»»

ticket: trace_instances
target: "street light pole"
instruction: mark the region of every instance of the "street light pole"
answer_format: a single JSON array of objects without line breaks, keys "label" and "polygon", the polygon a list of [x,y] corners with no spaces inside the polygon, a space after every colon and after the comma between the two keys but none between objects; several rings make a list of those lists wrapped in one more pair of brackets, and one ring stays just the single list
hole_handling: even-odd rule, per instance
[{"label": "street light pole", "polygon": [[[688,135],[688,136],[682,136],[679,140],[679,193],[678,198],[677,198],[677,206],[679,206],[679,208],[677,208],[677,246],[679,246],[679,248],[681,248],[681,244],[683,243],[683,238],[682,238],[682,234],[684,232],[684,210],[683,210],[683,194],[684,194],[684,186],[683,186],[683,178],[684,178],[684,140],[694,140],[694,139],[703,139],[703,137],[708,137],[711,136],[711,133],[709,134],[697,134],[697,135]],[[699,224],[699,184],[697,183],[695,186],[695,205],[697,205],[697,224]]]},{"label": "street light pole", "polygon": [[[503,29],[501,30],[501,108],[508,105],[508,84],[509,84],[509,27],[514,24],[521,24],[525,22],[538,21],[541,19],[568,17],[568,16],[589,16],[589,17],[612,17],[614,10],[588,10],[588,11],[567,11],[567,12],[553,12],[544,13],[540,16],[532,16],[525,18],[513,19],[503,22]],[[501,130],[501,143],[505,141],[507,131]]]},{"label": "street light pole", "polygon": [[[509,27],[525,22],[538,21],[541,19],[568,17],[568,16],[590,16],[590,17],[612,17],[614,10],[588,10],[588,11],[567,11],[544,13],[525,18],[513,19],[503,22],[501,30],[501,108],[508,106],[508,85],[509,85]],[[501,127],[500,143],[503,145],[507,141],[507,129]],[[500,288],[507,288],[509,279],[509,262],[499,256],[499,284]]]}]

««

Your task:
Swap "street light pole" for "lamp post" in the lines from the start of the items up to and including the line with "instruction: mark the", and give those lines again with nothing else changed.

Completed exercise:
ticket: trace_instances
target: "lamp post"
instruction: mark the region of every instance of the "lamp post"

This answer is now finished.